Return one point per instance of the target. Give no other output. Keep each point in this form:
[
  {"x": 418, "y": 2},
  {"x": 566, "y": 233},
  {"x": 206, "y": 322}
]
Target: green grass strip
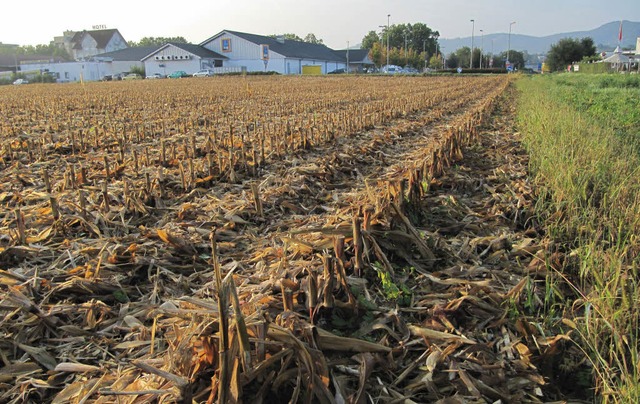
[{"x": 586, "y": 167}]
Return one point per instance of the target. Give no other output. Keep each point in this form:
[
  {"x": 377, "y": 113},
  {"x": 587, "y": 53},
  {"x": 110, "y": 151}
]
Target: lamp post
[
  {"x": 405, "y": 48},
  {"x": 384, "y": 28},
  {"x": 388, "y": 19},
  {"x": 492, "y": 54},
  {"x": 347, "y": 57},
  {"x": 424, "y": 50},
  {"x": 473, "y": 26},
  {"x": 509, "y": 45},
  {"x": 481, "y": 46}
]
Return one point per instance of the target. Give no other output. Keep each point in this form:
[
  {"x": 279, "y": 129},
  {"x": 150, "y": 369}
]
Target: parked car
[
  {"x": 178, "y": 74},
  {"x": 203, "y": 73},
  {"x": 392, "y": 69},
  {"x": 132, "y": 76}
]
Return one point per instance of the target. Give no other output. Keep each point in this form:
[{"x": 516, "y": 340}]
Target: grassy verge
[{"x": 581, "y": 133}]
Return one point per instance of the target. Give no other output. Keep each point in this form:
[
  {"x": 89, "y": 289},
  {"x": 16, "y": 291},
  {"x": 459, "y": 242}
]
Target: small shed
[{"x": 618, "y": 60}]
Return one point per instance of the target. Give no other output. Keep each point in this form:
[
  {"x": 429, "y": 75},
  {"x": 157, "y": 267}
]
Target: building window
[{"x": 226, "y": 44}]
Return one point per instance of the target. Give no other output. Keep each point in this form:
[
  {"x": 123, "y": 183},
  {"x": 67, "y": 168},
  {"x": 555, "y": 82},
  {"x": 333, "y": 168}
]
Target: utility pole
[
  {"x": 481, "y": 46},
  {"x": 509, "y": 46},
  {"x": 347, "y": 57},
  {"x": 424, "y": 50},
  {"x": 388, "y": 19},
  {"x": 473, "y": 26},
  {"x": 405, "y": 48}
]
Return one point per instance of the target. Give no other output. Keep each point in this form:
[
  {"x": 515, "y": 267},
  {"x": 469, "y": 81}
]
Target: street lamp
[
  {"x": 424, "y": 50},
  {"x": 405, "y": 47},
  {"x": 481, "y": 46},
  {"x": 473, "y": 26},
  {"x": 388, "y": 19},
  {"x": 347, "y": 57},
  {"x": 384, "y": 29},
  {"x": 493, "y": 55},
  {"x": 509, "y": 45}
]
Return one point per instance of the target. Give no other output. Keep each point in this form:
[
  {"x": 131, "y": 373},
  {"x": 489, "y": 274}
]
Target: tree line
[{"x": 414, "y": 45}]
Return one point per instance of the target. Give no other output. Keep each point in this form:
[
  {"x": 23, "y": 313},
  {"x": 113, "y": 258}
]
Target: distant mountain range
[{"x": 605, "y": 37}]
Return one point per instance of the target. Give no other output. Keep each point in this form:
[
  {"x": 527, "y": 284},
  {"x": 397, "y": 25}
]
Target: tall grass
[{"x": 587, "y": 171}]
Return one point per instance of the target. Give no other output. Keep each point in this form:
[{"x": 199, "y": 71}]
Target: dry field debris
[{"x": 264, "y": 240}]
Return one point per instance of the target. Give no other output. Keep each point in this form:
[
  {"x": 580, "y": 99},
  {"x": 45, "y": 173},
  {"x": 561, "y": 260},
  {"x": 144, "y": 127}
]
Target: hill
[{"x": 605, "y": 37}]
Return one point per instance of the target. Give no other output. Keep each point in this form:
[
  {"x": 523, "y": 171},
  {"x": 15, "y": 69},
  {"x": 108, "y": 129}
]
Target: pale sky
[{"x": 335, "y": 21}]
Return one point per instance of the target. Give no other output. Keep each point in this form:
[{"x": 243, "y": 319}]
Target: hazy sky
[{"x": 335, "y": 21}]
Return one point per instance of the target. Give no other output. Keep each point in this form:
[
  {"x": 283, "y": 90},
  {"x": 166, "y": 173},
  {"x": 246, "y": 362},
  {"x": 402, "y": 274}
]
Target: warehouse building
[{"x": 258, "y": 53}]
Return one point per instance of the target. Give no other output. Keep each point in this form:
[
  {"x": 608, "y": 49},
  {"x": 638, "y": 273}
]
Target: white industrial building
[
  {"x": 181, "y": 56},
  {"x": 94, "y": 69},
  {"x": 225, "y": 52},
  {"x": 258, "y": 53}
]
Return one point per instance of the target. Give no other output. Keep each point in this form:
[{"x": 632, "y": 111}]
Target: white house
[
  {"x": 181, "y": 56},
  {"x": 257, "y": 53},
  {"x": 82, "y": 45},
  {"x": 94, "y": 69},
  {"x": 358, "y": 59}
]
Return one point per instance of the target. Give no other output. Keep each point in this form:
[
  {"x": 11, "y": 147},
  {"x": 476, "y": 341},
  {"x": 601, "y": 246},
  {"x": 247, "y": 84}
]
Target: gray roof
[
  {"x": 136, "y": 53},
  {"x": 101, "y": 36},
  {"x": 289, "y": 48},
  {"x": 355, "y": 55},
  {"x": 198, "y": 50}
]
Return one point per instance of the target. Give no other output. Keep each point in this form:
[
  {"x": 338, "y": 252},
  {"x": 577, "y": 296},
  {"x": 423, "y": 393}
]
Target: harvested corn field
[{"x": 263, "y": 240}]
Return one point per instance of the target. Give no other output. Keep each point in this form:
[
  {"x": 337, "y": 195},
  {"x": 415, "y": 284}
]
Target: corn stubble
[{"x": 167, "y": 242}]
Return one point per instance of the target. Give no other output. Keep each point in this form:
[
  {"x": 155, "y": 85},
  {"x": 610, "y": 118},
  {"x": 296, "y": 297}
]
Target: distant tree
[
  {"x": 376, "y": 54},
  {"x": 288, "y": 37},
  {"x": 418, "y": 36},
  {"x": 452, "y": 61},
  {"x": 157, "y": 41},
  {"x": 435, "y": 62},
  {"x": 44, "y": 50},
  {"x": 568, "y": 50},
  {"x": 516, "y": 58},
  {"x": 370, "y": 39},
  {"x": 463, "y": 56},
  {"x": 137, "y": 70},
  {"x": 409, "y": 45},
  {"x": 311, "y": 38}
]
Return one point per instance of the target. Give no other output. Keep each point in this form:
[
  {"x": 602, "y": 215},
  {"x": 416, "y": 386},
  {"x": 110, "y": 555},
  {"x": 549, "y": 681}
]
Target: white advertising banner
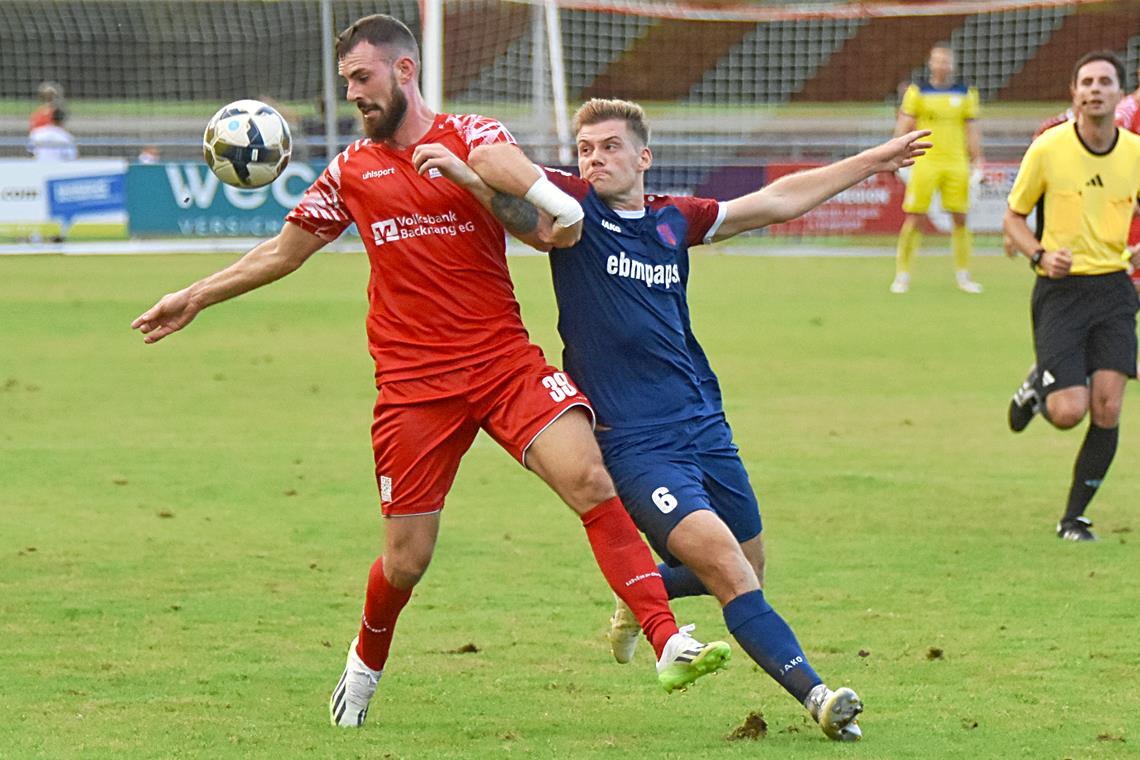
[
  {"x": 988, "y": 201},
  {"x": 37, "y": 191}
]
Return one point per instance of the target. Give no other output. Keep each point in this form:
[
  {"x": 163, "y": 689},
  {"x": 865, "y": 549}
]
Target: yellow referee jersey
[
  {"x": 1088, "y": 196},
  {"x": 944, "y": 112}
]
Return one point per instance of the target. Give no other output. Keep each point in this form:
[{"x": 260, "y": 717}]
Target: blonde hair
[{"x": 602, "y": 109}]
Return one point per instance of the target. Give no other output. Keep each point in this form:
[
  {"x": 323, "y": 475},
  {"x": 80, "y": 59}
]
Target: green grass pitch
[{"x": 186, "y": 530}]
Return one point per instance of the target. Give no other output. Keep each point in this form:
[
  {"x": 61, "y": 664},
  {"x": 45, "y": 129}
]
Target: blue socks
[
  {"x": 681, "y": 581},
  {"x": 770, "y": 642}
]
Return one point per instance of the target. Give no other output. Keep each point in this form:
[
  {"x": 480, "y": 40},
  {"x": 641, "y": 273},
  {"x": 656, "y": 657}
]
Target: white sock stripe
[{"x": 364, "y": 621}]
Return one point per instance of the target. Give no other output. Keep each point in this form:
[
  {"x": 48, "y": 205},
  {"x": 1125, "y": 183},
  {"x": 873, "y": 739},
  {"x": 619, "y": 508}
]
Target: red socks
[
  {"x": 382, "y": 606},
  {"x": 629, "y": 569}
]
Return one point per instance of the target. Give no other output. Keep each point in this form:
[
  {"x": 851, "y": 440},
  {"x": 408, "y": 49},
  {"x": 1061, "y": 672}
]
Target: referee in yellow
[
  {"x": 1086, "y": 173},
  {"x": 949, "y": 109}
]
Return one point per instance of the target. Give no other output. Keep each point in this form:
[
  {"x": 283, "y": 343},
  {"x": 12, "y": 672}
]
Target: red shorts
[{"x": 422, "y": 427}]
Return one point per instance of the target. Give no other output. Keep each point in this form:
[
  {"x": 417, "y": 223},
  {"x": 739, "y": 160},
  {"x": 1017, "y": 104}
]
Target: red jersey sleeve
[
  {"x": 1128, "y": 114},
  {"x": 478, "y": 130},
  {"x": 572, "y": 186},
  {"x": 702, "y": 214},
  {"x": 322, "y": 209}
]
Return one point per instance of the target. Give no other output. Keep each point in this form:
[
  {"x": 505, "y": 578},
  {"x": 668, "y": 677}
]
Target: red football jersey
[
  {"x": 440, "y": 295},
  {"x": 1128, "y": 113}
]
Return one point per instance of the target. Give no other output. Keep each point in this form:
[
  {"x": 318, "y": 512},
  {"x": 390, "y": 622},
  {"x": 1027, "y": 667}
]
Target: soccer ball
[{"x": 246, "y": 144}]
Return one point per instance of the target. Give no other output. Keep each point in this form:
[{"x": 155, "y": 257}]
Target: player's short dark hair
[
  {"x": 380, "y": 30},
  {"x": 602, "y": 109},
  {"x": 1100, "y": 55}
]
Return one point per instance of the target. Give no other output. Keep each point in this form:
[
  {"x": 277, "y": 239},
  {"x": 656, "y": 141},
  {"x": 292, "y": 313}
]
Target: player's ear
[
  {"x": 645, "y": 160},
  {"x": 405, "y": 70}
]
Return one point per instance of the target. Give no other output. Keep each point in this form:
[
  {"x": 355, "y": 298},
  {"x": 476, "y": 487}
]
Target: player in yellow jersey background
[{"x": 947, "y": 108}]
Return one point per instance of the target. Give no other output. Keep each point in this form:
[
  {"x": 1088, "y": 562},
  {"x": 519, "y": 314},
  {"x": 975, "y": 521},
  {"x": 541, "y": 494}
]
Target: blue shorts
[{"x": 664, "y": 474}]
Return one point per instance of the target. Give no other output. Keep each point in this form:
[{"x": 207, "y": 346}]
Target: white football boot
[
  {"x": 348, "y": 707},
  {"x": 836, "y": 712},
  {"x": 684, "y": 660},
  {"x": 901, "y": 284},
  {"x": 965, "y": 284}
]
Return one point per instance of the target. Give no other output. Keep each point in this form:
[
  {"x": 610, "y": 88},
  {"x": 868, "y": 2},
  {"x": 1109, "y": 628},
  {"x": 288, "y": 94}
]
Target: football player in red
[{"x": 452, "y": 353}]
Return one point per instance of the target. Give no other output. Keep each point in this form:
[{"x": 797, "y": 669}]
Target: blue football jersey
[{"x": 623, "y": 312}]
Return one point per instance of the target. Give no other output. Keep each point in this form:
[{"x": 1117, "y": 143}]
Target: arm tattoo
[{"x": 519, "y": 217}]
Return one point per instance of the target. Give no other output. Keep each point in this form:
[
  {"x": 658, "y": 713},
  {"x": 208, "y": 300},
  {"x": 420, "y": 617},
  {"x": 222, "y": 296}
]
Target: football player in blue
[{"x": 624, "y": 319}]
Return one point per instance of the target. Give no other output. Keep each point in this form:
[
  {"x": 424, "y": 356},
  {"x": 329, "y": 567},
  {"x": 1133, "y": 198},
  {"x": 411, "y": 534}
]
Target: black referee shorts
[{"x": 1081, "y": 324}]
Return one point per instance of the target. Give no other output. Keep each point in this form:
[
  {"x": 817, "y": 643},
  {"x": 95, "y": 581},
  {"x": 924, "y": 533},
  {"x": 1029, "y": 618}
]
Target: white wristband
[{"x": 558, "y": 204}]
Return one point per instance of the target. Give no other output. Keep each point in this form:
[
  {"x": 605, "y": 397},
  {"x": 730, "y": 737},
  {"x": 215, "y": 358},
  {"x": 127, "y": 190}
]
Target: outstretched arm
[
  {"x": 520, "y": 218},
  {"x": 268, "y": 261},
  {"x": 506, "y": 168},
  {"x": 797, "y": 194}
]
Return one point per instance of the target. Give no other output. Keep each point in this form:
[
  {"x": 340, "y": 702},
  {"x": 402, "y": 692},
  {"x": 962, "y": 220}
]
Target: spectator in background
[
  {"x": 51, "y": 97},
  {"x": 148, "y": 155},
  {"x": 51, "y": 141}
]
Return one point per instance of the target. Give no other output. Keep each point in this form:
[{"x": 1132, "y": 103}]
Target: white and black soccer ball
[{"x": 246, "y": 144}]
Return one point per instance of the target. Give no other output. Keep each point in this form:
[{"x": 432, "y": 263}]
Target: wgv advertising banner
[{"x": 186, "y": 199}]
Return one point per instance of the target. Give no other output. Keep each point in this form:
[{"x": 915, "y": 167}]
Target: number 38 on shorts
[{"x": 560, "y": 386}]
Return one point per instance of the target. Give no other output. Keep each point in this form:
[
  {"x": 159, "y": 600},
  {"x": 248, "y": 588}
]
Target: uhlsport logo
[
  {"x": 410, "y": 226},
  {"x": 377, "y": 172}
]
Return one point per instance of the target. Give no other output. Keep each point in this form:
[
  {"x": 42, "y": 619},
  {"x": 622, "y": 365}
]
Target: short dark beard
[
  {"x": 392, "y": 116},
  {"x": 518, "y": 215}
]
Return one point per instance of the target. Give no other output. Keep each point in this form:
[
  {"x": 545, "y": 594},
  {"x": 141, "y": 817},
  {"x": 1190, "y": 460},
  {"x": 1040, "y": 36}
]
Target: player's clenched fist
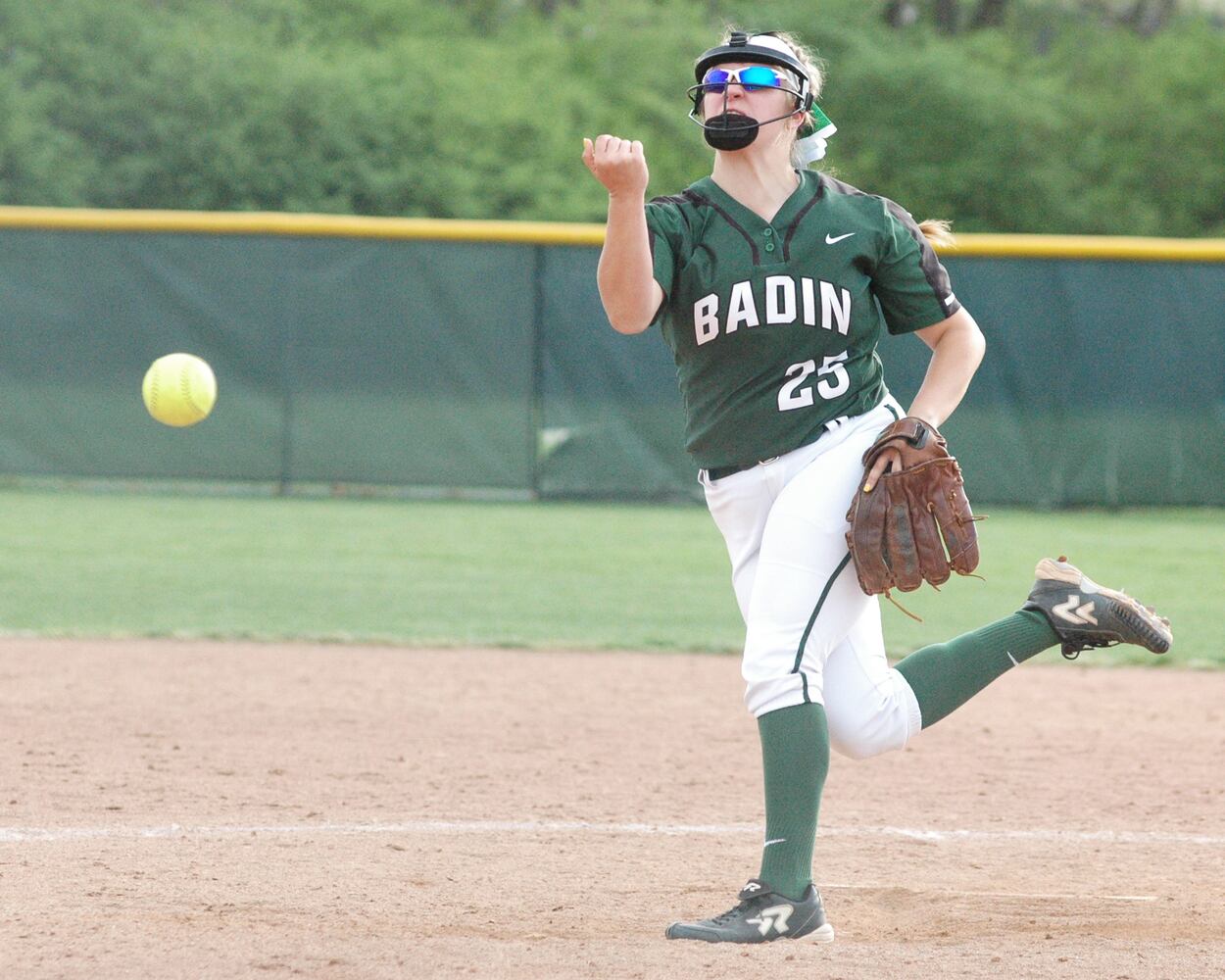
[{"x": 618, "y": 165}]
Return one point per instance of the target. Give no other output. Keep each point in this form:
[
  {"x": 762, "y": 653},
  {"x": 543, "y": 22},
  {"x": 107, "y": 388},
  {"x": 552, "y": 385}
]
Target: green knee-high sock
[
  {"x": 946, "y": 675},
  {"x": 795, "y": 756}
]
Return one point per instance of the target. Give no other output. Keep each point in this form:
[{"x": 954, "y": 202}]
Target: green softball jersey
[{"x": 774, "y": 324}]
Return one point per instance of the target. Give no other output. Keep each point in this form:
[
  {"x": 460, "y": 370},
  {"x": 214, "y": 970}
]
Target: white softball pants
[{"x": 811, "y": 633}]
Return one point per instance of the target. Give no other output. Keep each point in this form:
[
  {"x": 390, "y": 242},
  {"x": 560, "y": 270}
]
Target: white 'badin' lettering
[
  {"x": 741, "y": 309},
  {"x": 784, "y": 304}
]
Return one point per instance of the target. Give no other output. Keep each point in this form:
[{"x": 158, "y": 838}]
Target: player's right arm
[{"x": 626, "y": 282}]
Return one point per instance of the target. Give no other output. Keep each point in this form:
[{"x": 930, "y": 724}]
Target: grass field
[{"x": 579, "y": 576}]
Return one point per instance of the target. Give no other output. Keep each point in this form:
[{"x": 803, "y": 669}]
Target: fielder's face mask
[{"x": 729, "y": 130}]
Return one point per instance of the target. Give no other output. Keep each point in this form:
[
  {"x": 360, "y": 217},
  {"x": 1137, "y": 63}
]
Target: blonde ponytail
[{"x": 939, "y": 233}]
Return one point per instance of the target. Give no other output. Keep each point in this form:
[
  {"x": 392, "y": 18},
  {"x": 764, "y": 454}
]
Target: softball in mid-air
[{"x": 179, "y": 390}]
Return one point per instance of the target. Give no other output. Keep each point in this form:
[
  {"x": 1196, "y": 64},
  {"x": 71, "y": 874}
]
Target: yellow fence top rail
[{"x": 548, "y": 233}]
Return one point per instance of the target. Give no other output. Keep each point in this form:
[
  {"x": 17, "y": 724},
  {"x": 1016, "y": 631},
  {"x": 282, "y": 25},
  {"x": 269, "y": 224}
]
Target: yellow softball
[{"x": 179, "y": 390}]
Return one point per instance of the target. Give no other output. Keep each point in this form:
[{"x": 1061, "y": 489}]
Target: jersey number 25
[{"x": 836, "y": 382}]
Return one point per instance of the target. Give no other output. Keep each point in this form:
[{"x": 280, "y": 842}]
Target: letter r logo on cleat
[
  {"x": 774, "y": 916},
  {"x": 1068, "y": 612}
]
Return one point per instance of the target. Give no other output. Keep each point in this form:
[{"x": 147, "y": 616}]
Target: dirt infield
[{"x": 209, "y": 809}]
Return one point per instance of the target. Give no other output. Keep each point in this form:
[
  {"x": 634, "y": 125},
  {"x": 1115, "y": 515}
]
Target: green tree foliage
[{"x": 1032, "y": 117}]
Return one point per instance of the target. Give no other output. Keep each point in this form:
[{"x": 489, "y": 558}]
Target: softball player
[{"x": 772, "y": 285}]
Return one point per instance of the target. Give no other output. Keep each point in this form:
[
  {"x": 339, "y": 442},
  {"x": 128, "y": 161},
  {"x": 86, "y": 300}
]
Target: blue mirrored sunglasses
[{"x": 751, "y": 78}]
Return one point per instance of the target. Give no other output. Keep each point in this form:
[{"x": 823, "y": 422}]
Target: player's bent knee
[
  {"x": 765, "y": 696},
  {"x": 860, "y": 745}
]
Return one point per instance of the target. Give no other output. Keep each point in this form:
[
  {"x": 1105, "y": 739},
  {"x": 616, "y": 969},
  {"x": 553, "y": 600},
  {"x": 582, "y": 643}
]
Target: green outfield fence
[{"x": 474, "y": 357}]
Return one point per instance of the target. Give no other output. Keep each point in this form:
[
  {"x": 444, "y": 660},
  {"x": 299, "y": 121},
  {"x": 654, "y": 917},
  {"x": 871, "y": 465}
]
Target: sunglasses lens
[
  {"x": 715, "y": 81},
  {"x": 759, "y": 76}
]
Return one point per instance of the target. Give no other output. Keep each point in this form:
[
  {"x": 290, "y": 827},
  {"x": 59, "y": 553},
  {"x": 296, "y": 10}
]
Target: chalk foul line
[{"x": 19, "y": 834}]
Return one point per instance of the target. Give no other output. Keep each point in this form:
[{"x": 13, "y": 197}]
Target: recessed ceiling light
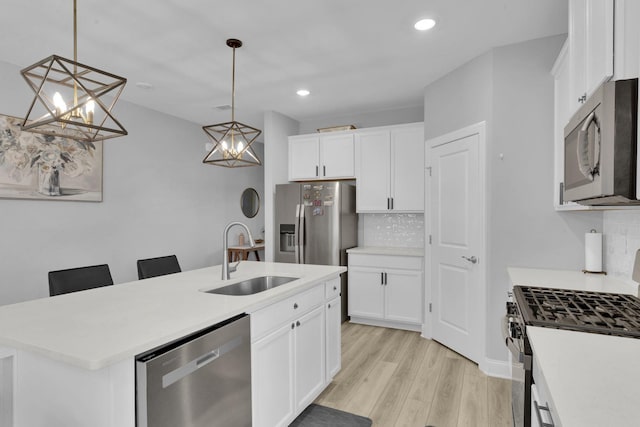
[
  {"x": 425, "y": 24},
  {"x": 144, "y": 85}
]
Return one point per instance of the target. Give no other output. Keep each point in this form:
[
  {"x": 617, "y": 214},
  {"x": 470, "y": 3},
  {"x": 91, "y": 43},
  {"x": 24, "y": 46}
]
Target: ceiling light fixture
[
  {"x": 92, "y": 93},
  {"x": 425, "y": 24},
  {"x": 232, "y": 139}
]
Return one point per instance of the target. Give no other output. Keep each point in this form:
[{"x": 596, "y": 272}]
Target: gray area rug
[{"x": 321, "y": 416}]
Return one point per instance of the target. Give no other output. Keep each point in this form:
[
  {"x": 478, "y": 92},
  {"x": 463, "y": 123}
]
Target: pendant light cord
[
  {"x": 75, "y": 53},
  {"x": 233, "y": 86}
]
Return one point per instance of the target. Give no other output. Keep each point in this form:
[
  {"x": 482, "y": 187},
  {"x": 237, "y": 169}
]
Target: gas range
[
  {"x": 583, "y": 311},
  {"x": 575, "y": 310}
]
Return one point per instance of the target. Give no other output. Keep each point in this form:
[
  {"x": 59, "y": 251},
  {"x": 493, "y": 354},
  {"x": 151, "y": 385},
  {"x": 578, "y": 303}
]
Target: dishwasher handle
[{"x": 201, "y": 361}]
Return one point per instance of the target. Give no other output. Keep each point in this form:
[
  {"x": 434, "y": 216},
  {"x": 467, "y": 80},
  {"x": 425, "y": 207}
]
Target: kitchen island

** The problem **
Pull out every line above that contains the word "ceiling". Match case exactly, so a line with a differently capitalized form does not count.

** Output below **
Target: recessed ceiling light
Target: ceiling light fixture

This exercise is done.